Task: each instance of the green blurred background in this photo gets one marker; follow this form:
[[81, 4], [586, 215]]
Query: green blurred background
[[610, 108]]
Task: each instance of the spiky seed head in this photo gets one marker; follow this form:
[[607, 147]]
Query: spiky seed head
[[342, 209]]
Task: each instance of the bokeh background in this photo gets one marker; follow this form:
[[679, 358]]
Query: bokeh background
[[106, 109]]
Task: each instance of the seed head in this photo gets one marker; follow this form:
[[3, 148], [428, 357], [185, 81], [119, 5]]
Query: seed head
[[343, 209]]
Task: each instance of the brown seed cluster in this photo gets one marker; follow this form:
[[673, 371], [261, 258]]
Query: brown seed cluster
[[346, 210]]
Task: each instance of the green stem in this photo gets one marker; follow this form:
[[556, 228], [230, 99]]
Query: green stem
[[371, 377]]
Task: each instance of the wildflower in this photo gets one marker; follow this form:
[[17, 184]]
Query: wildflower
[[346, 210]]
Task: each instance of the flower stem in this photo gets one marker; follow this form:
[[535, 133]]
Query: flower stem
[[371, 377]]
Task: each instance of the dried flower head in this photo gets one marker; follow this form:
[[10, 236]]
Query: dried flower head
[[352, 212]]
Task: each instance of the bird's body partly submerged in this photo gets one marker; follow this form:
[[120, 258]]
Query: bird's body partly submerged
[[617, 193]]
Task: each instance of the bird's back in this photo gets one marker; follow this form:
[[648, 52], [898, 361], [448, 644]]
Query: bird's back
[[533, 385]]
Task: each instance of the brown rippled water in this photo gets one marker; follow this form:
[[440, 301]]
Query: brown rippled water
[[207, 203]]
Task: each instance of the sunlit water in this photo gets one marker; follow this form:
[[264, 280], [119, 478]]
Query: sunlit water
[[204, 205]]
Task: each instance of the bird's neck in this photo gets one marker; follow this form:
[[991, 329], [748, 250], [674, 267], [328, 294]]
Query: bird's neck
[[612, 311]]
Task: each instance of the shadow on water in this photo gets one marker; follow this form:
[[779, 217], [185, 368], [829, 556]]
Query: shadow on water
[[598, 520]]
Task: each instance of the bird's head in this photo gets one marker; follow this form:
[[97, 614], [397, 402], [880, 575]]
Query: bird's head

· · · ·

* YOUR ASSIGNMENT
Write down, word for word, the lines above from the one containing "Query: bokeh background" through the one containing "[[120, 258]]", both ends included.

* PROBLEM SOLUTION
Query: bokeh background
[[106, 109]]
Task: each instance of the seed head in this photo gets one marker; follow this form:
[[3, 148], [428, 357], [185, 81], [119, 5]]
Query: seed head
[[343, 209]]
Task: each instance of the brown seed cluster in this photo gets one marker; follow this form:
[[673, 371], [261, 258]]
Query: brown seed cluster
[[346, 210]]
Task: each instance of the green stem in this photo gets one marker; follow this form:
[[556, 228], [230, 99]]
Query: green stem
[[371, 377]]
Task: each instance of the wildflower in this photo gets one marker; follow this form:
[[17, 184]]
Query: wildflower
[[346, 210]]
Task: each instance of the flower stem in this photo gets one marker; follow this form:
[[535, 133]]
Query: flower stem
[[371, 377]]
Task: each instance of the dried flower head in this photo gets one marker; follow this form:
[[10, 236]]
Query: dried flower head
[[352, 212]]
Task: each instance of the bird's body partly submerged in this photo gets one marker; follow this form:
[[120, 258]]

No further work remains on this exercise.